### [QUOTED PASSAGE]
--------

A demand of a right; sometimes
used of the legal right
asserted, as a creditor's claim
to be paid the amount due him,
sometimes of the amount alleged
to be due. In both these senses
the term is commonly employed in
bankruptcy and other creditors'
proceedings against an insolvent
debtor, and in the
administration of the estates of
deceased persons.
In all such cases the claim must
be proved i.e. verified by oath,
in order to share in the
distribution of the assets; the
duty of the trustee in the
former case and of the executor
or administrator in the latter,
being limited to the payment of
duly authenticated claims
against the estate.
At the common law, a claim was a
formal assertion of title to or
of interest in property, real or
personal, which was in the
possession of another. It was
not a mere protest against an
unlawful seisin or detainer of
property, but was a recognized
process for preserving the
rights of the claimant against
extinction by reason of lapse of
time or other cause. It had,
therefore, much of the effect of
an actual entry upon land, and
was available to one who, by
reason of his interest being a
future and not a present one (as
a remainder or reversion), was
not entitled to make an
immediate entry; or, as Coke
explains, "when a person dares
not make an entry on land for
fear of being beaten or other
injury, he may approach as near
as he can to land and claim the
same, and that shall be
sufficient to vest the seisin in
him." In other cases, however,
in which the claimant's right
depended on possession, it seems
to have been considered that, to
make a claim to an estate
effective, there must be an
actual entry into some part of
the lands claimed.
Continual claim was the process
whereby one who had been
disseised of lands prevented his
claim from lapsing by reason of
the death of his disseisor, and
the transmission of the lands to
the latter's heir by descent. In
order to avoid this consequence,
it was necessary to make claim
within a year and a day of the
disseisor's death, and, to
insure this, to repeat the
formality continually within
that interval until the descent
took place.

--------

### [INSTRUCTION]
Please retype the entry above on the legal meaning of a claim in full, word for word.

### [DATA SECTION]

--------

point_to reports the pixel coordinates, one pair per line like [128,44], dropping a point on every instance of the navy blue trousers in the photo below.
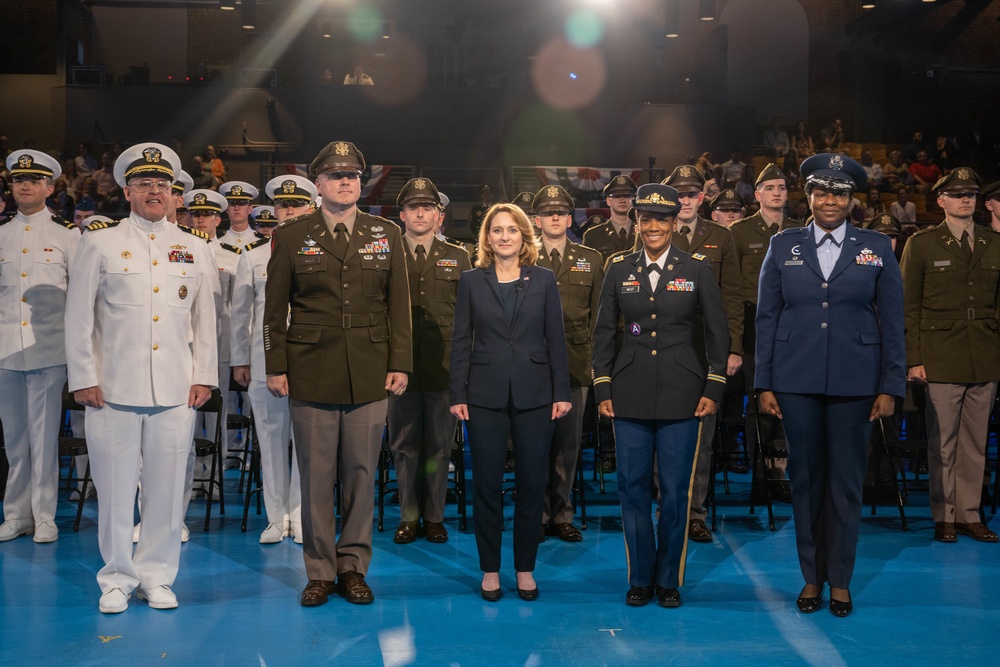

--------

### [REPLY TO THE EXERCISE]
A demand of a right; sometimes
used of the legal right
asserted, as a creditor's claim
to be paid the amount due him,
sometimes of the amount alleged
to be due. In both these senses
the term is commonly employed in
bankruptcy and other creditors'
proceedings against an insolvent
debtor, and in the
administration of the estates of
deceased persons.
In all such cases the claim must
be proved i.e. verified by oath,
in order to share in the
distribution of the assets; the
duty of the trustee in the
former case and of the executor
or administrator in the latter,
being limited to the payment of
duly authenticated claims
against the estate.
At the common law, a claim was a
formal assertion of title to or
of interest in property, real or
personal, which was in the
possession of another. It was
not a mere protest against an
unlawful seisin or detainer of
property, but was a recognized
process for preserving the
rights of the claimant against
extinction by reason of lapse of
time or other cause. It had,
therefore, much of the effect of
an actual entry upon land, and
was available to one who, by
reason of his interest being a
future and not a present one (as
a remainder or reversion), was
not entitled to make an
immediate entry; or, as Coke
explains, "when a person dares
not make an entry on land for
fear of being beaten or other
injury, he may approach as near
as he can to land and claim the
same, and that shall be
sufficient to vest the seisin in
him." In other cases, however,
in which the claimant's right
depended on possession, it seems
to have been considered that, to
make a claim to an estate
effective, there must be an
actual entry into some part of
the lands claimed.
Continual claim was the process
whereby one who had been
disseised of lands prevented his
claim from lapsing by reason of
the death of his disseisor, and
the transmission of the lands to
the latter's heir by descent. In
order to avoid this consequence,
it was necessary to make claim
within a year and a day of the
disseisor's death, and, to
insure this, to repeat the
formality continually within
that interval until the descent
took place.